EXERCISE: Convert the lines below into a numbered list without blank lines, beginning at the line containing "If you could tag the bare" and running through the final line of the rows. Include only those lines.

DATA FOR THIS EXERCISE:
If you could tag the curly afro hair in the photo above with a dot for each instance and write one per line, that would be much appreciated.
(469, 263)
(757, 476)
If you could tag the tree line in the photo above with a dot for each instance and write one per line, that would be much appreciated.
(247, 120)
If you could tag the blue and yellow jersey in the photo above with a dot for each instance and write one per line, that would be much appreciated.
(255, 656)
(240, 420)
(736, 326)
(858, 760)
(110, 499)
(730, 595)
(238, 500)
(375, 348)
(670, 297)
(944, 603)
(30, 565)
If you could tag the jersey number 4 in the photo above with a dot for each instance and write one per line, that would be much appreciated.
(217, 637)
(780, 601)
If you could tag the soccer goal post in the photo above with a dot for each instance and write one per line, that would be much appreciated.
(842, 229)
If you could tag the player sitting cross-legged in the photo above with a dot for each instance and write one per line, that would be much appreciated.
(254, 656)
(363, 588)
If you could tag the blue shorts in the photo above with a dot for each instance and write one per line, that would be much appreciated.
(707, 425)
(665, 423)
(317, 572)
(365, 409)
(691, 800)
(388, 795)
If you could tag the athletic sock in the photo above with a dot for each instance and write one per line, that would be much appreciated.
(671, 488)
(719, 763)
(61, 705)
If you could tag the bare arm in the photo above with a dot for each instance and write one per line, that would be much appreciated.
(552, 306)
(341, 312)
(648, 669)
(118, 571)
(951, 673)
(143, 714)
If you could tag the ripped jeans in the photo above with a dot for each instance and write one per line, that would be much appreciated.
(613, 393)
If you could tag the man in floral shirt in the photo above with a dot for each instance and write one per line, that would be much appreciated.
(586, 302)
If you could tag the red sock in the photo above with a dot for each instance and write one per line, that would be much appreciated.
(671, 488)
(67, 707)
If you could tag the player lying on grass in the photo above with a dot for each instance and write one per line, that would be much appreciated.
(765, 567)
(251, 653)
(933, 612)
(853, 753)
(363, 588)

TASK ANSWER:
1. If you could tag the bare arm in the photo above with a dot for each instance and write one per line, that would be much appreciated.
2. (552, 306)
3. (341, 312)
4. (648, 669)
5. (118, 571)
6. (951, 673)
7. (143, 714)
8. If you could tag the ripped jeans in the photo above with a dot for each instance and write one per line, that would be much appreciated.
9. (613, 393)
10. If you could tag the man in floral shirt in the photo above with a dot for each instance and write one per line, that would be much appreciated.
11. (586, 302)
12. If you could tag the red sock in the photo above with a dot for each instance and write one per line, that would be much appreciated.
13. (671, 488)
14. (67, 707)
15. If you could tag the player lying on grass in the photo above with a dot for each instance and write one per line, that would be much appreciated.
16. (765, 567)
17. (251, 653)
18. (933, 612)
19. (853, 753)
20. (363, 588)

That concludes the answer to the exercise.